What this exercise asks:
1) List every hair-removal method mentioned in the essay on body hair in lockdown below.
2) Answer these from the essay on body hair in lockdown below:
(a) How long ago did the writer give up shaving?
(b) What was the salon wax lightly scented of?
(c) How long before lockdown was the writer's regular appointment?
3) Resume the essay on body hair and nakedness in lockdown, starting after its last sentence.

Source passage:

Body hair and nakedness in lockdown
By: Hannah Copestake
I gave up on shaving two years ago. Clumsy by nature, I had so often slipped while hurriedly reaping the dark hairs on my legs that I no longer trusted myself not to end up with a few cuts and scrapes. Not to mention the existential climate guilt I felt as I consigned another infantile-pink plastic razor to the bathroom bin, after finally allowing myself to see the rust clinging to the safety blade.
Instead, I chose waxing. At a local salon my guilt was assuaged by the organic, vegan wax. It poured warm and dark onto my skin, purple and lightly scented of blackcurrant and liquorice. I emerged egg-smooth and refreshed, after chatting to a nice woman who patiently de-haired places only my lovers had seen before.
Around two weeks before lockdown, I went for my regular appointment. My beautician advised leaving a slightly longer gap between sessions. Let it grow out, she advised, then we’ll get a much smoother finish. I nodded, mentally scheduling as many dates as possible with the person I was seeing in the acceptable-hair-length period between now and then. How would I cope, I wondered, towards the end of the six-week wait?
Then – lockdown. Dates moved online and then were abandoned, after he ghosted. Six weeks came and went. My roommate ordered at-home wax strips. Told me I should have invested in laser, as she had. I considered returning to the supermarket aisles for ‘disposable’ razors, but something stopped me.

Source material:
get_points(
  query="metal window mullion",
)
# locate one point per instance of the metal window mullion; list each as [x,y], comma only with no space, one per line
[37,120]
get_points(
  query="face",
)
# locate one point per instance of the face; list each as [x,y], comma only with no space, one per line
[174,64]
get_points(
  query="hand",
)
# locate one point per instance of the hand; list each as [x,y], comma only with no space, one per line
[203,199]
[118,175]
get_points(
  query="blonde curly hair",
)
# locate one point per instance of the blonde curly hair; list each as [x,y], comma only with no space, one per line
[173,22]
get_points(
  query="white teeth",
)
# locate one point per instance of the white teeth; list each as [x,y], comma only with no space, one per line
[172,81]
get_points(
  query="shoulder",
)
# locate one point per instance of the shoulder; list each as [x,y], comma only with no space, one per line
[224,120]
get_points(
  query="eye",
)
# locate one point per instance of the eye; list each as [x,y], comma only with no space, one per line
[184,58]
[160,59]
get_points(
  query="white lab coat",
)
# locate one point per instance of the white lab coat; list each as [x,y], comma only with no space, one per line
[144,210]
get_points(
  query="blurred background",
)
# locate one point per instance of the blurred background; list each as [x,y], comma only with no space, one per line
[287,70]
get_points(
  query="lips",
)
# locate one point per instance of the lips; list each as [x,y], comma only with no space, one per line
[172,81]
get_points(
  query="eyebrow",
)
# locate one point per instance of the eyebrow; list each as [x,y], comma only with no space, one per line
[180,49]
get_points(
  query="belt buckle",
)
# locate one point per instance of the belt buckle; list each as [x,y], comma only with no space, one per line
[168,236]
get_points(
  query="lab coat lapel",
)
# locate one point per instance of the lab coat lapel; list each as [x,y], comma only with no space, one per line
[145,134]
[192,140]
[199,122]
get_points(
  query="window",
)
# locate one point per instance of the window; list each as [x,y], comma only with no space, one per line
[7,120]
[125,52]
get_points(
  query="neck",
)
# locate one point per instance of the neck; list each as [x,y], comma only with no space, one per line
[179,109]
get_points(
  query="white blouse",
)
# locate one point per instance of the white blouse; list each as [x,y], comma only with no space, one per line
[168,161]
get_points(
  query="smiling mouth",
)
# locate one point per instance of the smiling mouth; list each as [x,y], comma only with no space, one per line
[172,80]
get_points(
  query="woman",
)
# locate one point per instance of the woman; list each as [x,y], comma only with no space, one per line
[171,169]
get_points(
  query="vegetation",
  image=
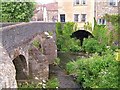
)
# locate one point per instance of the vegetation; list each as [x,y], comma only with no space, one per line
[36,43]
[17,11]
[96,71]
[56,61]
[64,41]
[92,45]
[51,83]
[101,70]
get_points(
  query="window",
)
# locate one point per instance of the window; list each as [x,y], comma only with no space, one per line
[62,17]
[113,2]
[79,2]
[83,2]
[83,17]
[76,17]
[76,2]
[102,21]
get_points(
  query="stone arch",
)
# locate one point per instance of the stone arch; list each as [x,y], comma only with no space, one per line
[81,34]
[21,67]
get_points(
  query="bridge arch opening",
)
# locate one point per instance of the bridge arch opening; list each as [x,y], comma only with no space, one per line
[21,67]
[81,34]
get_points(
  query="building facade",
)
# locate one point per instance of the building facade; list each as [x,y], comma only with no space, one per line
[46,13]
[103,7]
[79,11]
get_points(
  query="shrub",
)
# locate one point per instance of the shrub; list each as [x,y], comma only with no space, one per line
[64,41]
[52,83]
[36,43]
[17,11]
[96,71]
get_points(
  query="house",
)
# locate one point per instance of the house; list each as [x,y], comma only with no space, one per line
[103,7]
[78,11]
[52,12]
[46,13]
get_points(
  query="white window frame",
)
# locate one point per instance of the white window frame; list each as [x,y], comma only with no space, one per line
[77,18]
[76,3]
[80,2]
[113,2]
[82,17]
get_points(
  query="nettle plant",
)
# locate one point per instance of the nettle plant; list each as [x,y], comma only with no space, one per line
[14,11]
[96,71]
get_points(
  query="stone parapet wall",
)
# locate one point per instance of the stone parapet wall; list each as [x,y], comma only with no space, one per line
[7,70]
[16,41]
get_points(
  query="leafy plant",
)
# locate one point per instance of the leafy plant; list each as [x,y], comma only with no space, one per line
[91,45]
[36,43]
[64,41]
[17,11]
[52,83]
[88,26]
[57,61]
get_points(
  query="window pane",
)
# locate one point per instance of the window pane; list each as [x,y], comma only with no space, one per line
[62,17]
[83,2]
[83,17]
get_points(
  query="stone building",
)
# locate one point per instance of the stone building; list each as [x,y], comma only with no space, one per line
[105,7]
[46,13]
[79,11]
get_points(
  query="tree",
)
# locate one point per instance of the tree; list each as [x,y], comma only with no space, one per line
[17,11]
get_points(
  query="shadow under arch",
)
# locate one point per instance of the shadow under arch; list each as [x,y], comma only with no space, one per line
[81,34]
[21,67]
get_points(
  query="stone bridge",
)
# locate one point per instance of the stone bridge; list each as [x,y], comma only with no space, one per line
[26,50]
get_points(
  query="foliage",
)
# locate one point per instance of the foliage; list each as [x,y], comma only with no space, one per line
[52,83]
[96,71]
[28,85]
[114,34]
[117,53]
[36,43]
[100,34]
[92,45]
[88,26]
[57,61]
[64,41]
[17,11]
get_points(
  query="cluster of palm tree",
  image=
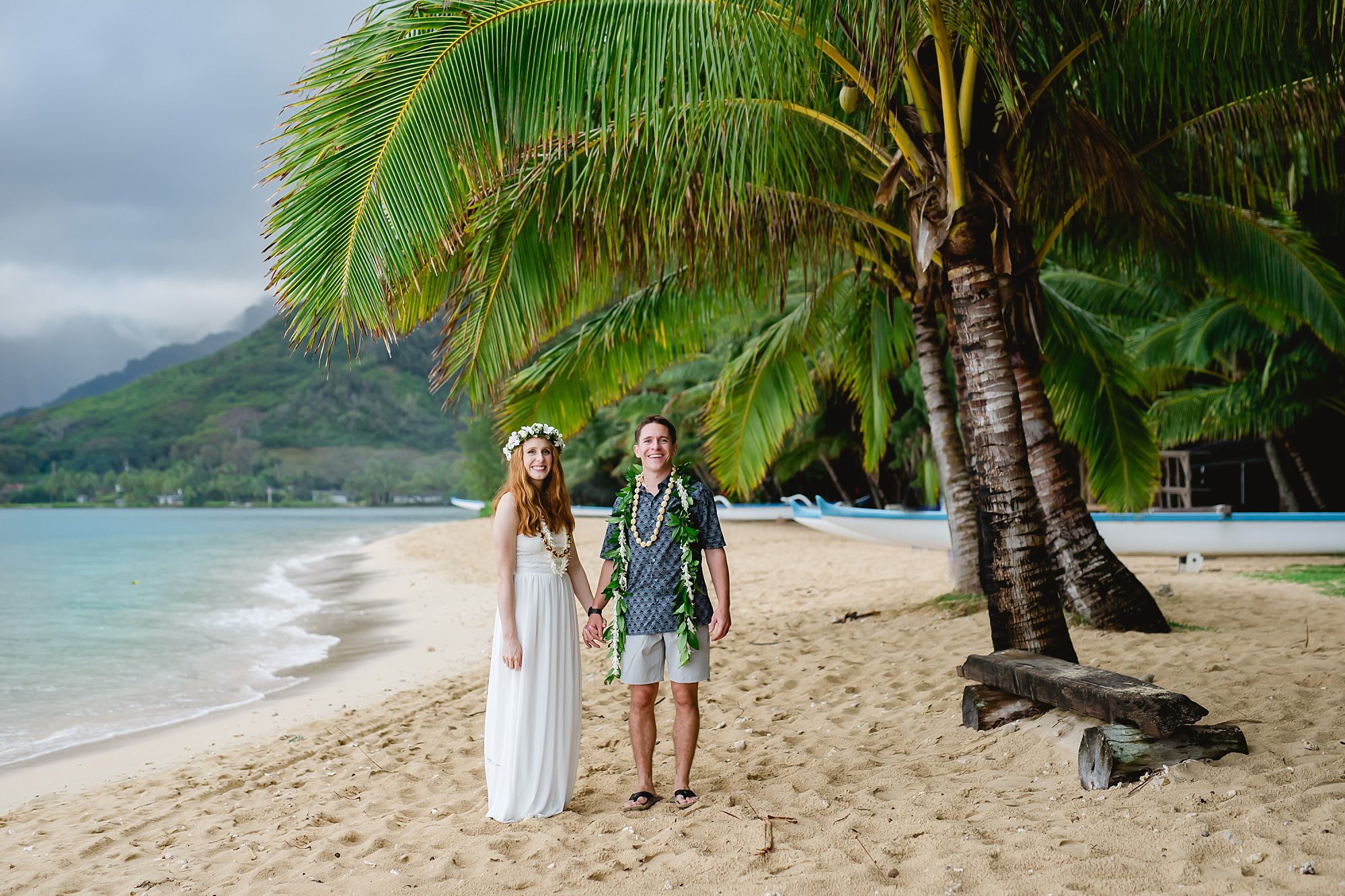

Your responses:
1)
Shaving with plastic razors
Waxing at a salon
At-home wax strips
Laser

2)
(a) Two years ago.
(b) Blackcurrant and liquorice.
(c) Around two weeks.

3)
The hair grew, eventually stopping at its fullest length. At first I felt ashamed, hiding my skin while I did pilates in the living room under long-sleeved tees. Then one day I stopped in front of my full-length mirror while dressing. I flexed. The biceps I had carved through hours of weights and pilates classes curved elegantly above the long, dark hair from my underarm. I realised this was the first time in my 31 years that I had ever seen it fully grown. It sent a small shiver of rebellion through me.
After that, I noticed how soft and silky the hairs were – not like the prickled stubble I was used to. When I walked naked around my room after a shower, soft hair stroked each shin in a gentle caress.
At the start of the year, I went to a lecture at the University of Melbourne on self-objectification and sexual expression. It examined the contrast between the nude female body and the naked female body.
The nude body is the observed body: The paintings and sculptures of art galleries. The tender leering shots of sex scenes in art-house movies. The Playboy centrefold.
The naked body, on the other hand, is the private body, the innocent body.
Was it even possible to observe our own female bodies, asked the speaker, without seeing a nude? We are so trained to see with the straight male gaze. Our innocent naked bodies, once the occupants of baths with our siblings, of paddling pools and rivers, of the summer garden, are destroyed as we come ‘of age’. They are replaced solely with a nude and sexual body.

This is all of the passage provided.